[Stored items from a collection]
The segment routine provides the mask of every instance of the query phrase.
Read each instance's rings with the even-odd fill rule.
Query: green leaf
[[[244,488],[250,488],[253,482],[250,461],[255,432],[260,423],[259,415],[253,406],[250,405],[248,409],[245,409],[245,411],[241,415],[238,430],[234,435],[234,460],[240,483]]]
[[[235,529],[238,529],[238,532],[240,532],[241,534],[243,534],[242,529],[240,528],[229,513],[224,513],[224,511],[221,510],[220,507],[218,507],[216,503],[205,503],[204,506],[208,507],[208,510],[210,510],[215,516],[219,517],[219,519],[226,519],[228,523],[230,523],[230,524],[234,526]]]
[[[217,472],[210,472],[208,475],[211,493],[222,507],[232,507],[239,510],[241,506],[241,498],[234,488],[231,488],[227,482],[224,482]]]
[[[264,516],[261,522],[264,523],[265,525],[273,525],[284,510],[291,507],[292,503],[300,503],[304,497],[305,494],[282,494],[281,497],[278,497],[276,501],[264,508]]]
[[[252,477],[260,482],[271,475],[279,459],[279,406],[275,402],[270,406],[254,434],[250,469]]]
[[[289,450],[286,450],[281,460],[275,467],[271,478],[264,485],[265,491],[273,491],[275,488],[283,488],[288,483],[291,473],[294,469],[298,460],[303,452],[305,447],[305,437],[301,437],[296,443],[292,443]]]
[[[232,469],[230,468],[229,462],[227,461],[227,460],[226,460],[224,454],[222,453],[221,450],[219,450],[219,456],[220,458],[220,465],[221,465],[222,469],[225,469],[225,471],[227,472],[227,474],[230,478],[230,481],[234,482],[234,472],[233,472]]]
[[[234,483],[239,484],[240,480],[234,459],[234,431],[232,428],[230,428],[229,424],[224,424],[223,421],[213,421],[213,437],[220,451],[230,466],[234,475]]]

* _What is being asked_: Please retype the items starting at the very beginning and ending at the line that contains "Query: green leaf", including both ends.

* _Problem solution_:
The segment routine provides the mask of every instance of the query phrase.
Read each instance's rings with the even-odd fill rule.
Query: green leaf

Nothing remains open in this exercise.